◆ To do
Continue the piece on protecting freelancers from the point where it stops.

◆ Source passage
========================================
Why we need to fight to protect freelancers
Derek Reynolds, Managing Director of Guild Freelancing
It’s time to stand up for the freelancer.
Self-employment, or freelancing, has been a cornerstone of the British economy for years.
It has provided millions of businesses and people with flexibility, and been instrumental in ensuring that the British economy is one of the largest and most dynamic in the world.
That flexibility is now under serious threat.
Recent ONS data shows that the number of freelancers in the UK is falling dramatically. There were more than 5 million freelancers in the UK in 2019, but that number has fallen to just 4.2 million.
Certainly, the Covid pandemic has played a role in this drop.
Self-employed workers have been hit harder than those in full-time employment.
New LSE data shows that more than 25% of self-employed workers are struggling to meet basic expenses because their incomes and profits have yet to reach pre-pandemic levels.
However, it is a change to tax legislation that is affecting freelancers most significantly.
Early in 2021, changes were made to IR35, which meant that the decision as to whether somebody is defined as self-employed would rest with the business, rather than the individual themselves.
Businesses are subsequently worried about falling foul of HMRC, and therefore are hiring fewer self-employed workers, while freelancers are unsure whether they still qualify as self-employed.
We need to change attitudes around freelancing. Self-employment is not a dirty phrase, and businesses need to remember the benefits of using freelancers, and understand that it is still achievable to do so.
========================================
◆ Excerpted data
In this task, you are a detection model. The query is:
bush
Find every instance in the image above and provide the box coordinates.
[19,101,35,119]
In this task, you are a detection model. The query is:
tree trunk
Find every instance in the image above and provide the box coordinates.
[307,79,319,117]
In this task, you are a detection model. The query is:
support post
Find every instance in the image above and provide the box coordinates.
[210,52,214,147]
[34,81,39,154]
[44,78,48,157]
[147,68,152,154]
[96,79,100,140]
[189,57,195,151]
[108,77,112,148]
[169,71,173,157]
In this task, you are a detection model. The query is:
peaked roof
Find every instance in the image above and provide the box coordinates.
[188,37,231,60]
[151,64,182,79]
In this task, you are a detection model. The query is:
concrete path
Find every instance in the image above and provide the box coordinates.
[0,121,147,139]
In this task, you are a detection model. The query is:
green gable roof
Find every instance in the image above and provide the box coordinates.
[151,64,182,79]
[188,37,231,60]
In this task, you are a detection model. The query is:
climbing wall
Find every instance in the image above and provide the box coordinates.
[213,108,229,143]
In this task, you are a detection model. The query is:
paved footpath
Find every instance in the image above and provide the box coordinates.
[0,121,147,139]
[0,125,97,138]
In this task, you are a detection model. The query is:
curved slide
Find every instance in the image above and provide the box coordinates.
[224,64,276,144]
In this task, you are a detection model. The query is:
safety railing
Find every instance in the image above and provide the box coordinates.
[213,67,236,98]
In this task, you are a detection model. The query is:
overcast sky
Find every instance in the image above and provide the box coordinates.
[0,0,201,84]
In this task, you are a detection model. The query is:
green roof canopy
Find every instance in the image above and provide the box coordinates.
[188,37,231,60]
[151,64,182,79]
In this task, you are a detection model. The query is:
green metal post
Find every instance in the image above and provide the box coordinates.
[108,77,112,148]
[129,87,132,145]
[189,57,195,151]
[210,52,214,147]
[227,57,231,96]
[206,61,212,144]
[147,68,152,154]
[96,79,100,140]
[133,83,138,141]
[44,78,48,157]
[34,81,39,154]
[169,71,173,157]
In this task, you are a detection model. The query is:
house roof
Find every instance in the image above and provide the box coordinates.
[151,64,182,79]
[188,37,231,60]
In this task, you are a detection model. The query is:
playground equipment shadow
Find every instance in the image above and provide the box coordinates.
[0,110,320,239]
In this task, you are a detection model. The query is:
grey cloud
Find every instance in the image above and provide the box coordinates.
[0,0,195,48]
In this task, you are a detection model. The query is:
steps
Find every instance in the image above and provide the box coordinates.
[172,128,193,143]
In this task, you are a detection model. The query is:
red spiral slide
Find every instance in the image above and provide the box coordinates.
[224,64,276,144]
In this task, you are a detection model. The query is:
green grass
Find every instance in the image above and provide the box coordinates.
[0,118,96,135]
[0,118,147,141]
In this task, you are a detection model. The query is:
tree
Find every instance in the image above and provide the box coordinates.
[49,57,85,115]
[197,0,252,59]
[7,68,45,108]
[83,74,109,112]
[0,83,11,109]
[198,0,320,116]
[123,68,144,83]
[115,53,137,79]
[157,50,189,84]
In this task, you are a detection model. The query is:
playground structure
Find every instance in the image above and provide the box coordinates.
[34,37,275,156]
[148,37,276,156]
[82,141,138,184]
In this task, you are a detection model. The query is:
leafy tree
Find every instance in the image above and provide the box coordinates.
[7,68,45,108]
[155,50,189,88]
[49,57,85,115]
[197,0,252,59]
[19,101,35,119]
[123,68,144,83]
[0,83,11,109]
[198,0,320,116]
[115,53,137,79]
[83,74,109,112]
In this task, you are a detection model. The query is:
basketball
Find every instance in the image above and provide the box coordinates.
========================================
◆ Answer space
The government also has a responsibility to ensure that freelancers are not unfairly penalized.
Generally, small and medium-sized businesses are at greater risk of intervention from HMRC. For this reason, it is essential to seek out good advice around employment law, and to understand when it is appropriate to engage freelancers.
Recently, I launched Guild Freelancing, a new service which gives employers crucial information and compliance protection to ensure they are compliant with IR35.
The business I run, The Guild, has always believed in the power of self-employment, and has been providing compliance and payment solutions for more than twenty years.
That is why we now feel compelled to ensure freelancing gets the support it needs to overcome the challenges it faces.
People often think of the construction industry when discussing contractors and the self-employed, but this is a way of working that permeates across multiple sectors. A third of the entire workforce in the creative industries is self-employed, and that number remains high in engineering, hairdressing and haulage.
People in these industries need flexibility in what they do. If they cannot be afforded that fluidity, the risk is that the top talent will be driven away.
And it isn’t just about flexibility, freelancers can lose out on hundreds of pounds per week if they are instead classified as employed.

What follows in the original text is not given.